--- Data provided Enclosed Below ---

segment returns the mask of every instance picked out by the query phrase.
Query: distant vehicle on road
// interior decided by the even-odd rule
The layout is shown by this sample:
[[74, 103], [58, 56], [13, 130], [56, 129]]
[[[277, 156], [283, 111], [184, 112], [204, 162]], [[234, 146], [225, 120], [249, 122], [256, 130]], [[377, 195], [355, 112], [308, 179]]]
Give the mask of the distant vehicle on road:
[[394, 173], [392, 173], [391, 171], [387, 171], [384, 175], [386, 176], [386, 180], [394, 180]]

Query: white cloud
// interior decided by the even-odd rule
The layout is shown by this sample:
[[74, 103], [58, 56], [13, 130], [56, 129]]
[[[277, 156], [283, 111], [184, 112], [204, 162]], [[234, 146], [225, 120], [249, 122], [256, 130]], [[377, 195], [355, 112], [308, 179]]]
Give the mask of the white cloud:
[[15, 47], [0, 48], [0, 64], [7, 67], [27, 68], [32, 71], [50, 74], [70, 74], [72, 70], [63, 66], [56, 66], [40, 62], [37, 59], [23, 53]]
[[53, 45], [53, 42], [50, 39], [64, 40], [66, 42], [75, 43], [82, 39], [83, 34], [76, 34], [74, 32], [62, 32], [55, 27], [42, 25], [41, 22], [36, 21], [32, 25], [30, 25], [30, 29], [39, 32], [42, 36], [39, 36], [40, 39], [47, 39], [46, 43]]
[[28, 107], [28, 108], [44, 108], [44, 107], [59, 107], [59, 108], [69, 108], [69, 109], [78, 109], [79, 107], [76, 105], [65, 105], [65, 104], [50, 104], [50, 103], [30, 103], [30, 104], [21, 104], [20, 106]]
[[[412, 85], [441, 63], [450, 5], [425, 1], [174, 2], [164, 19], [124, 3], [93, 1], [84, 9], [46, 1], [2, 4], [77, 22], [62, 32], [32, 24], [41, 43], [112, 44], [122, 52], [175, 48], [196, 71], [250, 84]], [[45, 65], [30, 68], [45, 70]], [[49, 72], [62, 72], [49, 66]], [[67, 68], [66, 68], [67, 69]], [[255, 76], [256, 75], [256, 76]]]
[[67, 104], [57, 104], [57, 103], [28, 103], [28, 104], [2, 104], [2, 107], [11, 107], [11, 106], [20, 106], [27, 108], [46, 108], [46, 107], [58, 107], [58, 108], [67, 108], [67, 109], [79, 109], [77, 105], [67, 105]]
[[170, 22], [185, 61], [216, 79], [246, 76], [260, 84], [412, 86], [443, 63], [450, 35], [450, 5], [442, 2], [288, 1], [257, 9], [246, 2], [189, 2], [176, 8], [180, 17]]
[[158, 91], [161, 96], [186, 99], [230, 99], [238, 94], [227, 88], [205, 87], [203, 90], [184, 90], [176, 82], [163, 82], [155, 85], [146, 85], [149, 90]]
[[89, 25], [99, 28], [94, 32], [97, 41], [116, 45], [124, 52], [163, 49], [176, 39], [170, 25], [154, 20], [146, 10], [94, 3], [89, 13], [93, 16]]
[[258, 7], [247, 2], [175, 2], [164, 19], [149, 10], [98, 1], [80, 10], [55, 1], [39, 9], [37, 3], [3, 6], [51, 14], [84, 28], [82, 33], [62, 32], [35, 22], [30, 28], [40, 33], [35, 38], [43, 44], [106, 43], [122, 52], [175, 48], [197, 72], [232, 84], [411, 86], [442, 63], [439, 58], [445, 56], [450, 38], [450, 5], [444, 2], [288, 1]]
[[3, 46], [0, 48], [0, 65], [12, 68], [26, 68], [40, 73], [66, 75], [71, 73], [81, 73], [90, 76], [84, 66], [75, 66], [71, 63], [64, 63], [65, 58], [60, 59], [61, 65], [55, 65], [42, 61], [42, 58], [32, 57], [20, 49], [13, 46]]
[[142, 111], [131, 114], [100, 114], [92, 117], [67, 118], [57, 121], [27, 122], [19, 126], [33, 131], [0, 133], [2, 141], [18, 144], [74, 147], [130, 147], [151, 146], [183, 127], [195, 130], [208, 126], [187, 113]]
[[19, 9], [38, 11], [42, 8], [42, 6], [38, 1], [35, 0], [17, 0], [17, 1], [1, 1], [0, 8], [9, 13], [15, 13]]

--- End of Enclosed Data provided ---

— Problem statement —
Please output the complete data exactly.

— Output for this exercise —
segment returns the mask of every instance picked out by the query phrase.
Query: distant vehicle on road
// interior decided by the even-odd rule
The layout is shown by this sample:
[[74, 103], [58, 56], [13, 130], [56, 129]]
[[[277, 156], [283, 111], [184, 112], [204, 162]], [[234, 146], [225, 120], [249, 122], [256, 130]], [[377, 195], [355, 112], [308, 179]]]
Give the mask of the distant vehicle on road:
[[394, 173], [392, 173], [391, 171], [387, 171], [384, 175], [386, 176], [386, 180], [394, 180]]

Query: white cloud
// interior decided by the even-odd rule
The layout is shown by this sample:
[[74, 103], [58, 56], [13, 130], [56, 129]]
[[[277, 156], [283, 111], [184, 112], [204, 162]], [[234, 146], [225, 120], [249, 122], [256, 130]], [[377, 195], [355, 112], [308, 179]]]
Give the mask of the white cloud:
[[15, 47], [0, 48], [0, 64], [7, 67], [27, 68], [32, 71], [50, 74], [70, 74], [72, 70], [63, 66], [56, 66], [40, 62], [37, 59], [23, 53]]
[[53, 45], [53, 42], [50, 39], [64, 40], [66, 42], [75, 43], [82, 39], [83, 34], [76, 34], [74, 32], [62, 32], [55, 27], [42, 25], [41, 22], [36, 21], [32, 25], [30, 25], [30, 29], [39, 32], [42, 36], [39, 36], [40, 39], [47, 39], [46, 43]]
[[28, 107], [28, 108], [44, 108], [44, 107], [59, 107], [59, 108], [69, 108], [69, 109], [78, 109], [79, 107], [76, 105], [65, 105], [65, 104], [50, 104], [50, 103], [30, 103], [30, 104], [21, 104], [20, 106]]
[[[412, 85], [441, 63], [450, 5], [425, 1], [174, 2], [164, 19], [124, 3], [93, 1], [84, 9], [46, 1], [2, 4], [77, 22], [62, 32], [32, 24], [41, 43], [112, 44], [122, 52], [175, 48], [196, 71], [250, 84]], [[45, 65], [30, 68], [45, 70]], [[49, 72], [62, 72], [49, 66]], [[67, 68], [66, 68], [67, 69]], [[255, 76], [256, 75], [256, 76]]]
[[67, 104], [57, 104], [57, 103], [28, 103], [28, 104], [2, 104], [2, 107], [11, 107], [11, 106], [20, 106], [27, 108], [46, 108], [46, 107], [58, 107], [58, 108], [67, 108], [67, 109], [79, 109], [77, 105], [67, 105]]
[[170, 22], [185, 61], [216, 79], [246, 76], [260, 84], [412, 86], [443, 63], [450, 35], [450, 5], [442, 2], [288, 1], [257, 9], [246, 2], [189, 2], [176, 8], [180, 17]]
[[158, 91], [161, 96], [186, 99], [230, 99], [238, 94], [227, 88], [205, 87], [203, 90], [184, 90], [176, 82], [163, 82], [155, 85], [146, 85], [149, 90]]
[[89, 25], [99, 28], [94, 32], [97, 41], [116, 45], [124, 52], [163, 49], [176, 39], [170, 25], [154, 20], [146, 10], [94, 3], [89, 13], [93, 16]]
[[258, 7], [247, 2], [175, 2], [164, 19], [149, 10], [98, 1], [80, 10], [55, 1], [39, 9], [37, 3], [3, 6], [51, 14], [84, 28], [82, 33], [62, 32], [35, 22], [30, 28], [40, 33], [35, 38], [43, 44], [106, 43], [122, 52], [175, 48], [197, 72], [232, 84], [411, 86], [442, 63], [439, 58], [445, 56], [450, 38], [450, 5], [444, 2], [288, 1]]
[[3, 46], [0, 48], [0, 65], [12, 68], [26, 68], [40, 73], [66, 75], [71, 73], [81, 73], [90, 76], [84, 66], [75, 66], [71, 63], [64, 63], [65, 58], [60, 59], [61, 65], [55, 65], [42, 61], [42, 58], [32, 57], [20, 49], [13, 46]]
[[142, 111], [131, 114], [100, 114], [92, 117], [67, 118], [57, 121], [27, 122], [19, 126], [33, 131], [0, 133], [2, 141], [18, 144], [74, 147], [130, 147], [151, 146], [183, 127], [195, 130], [208, 126], [187, 113]]
[[19, 9], [38, 11], [42, 8], [42, 6], [38, 1], [35, 0], [17, 0], [17, 1], [1, 1], [0, 8], [9, 13], [15, 13]]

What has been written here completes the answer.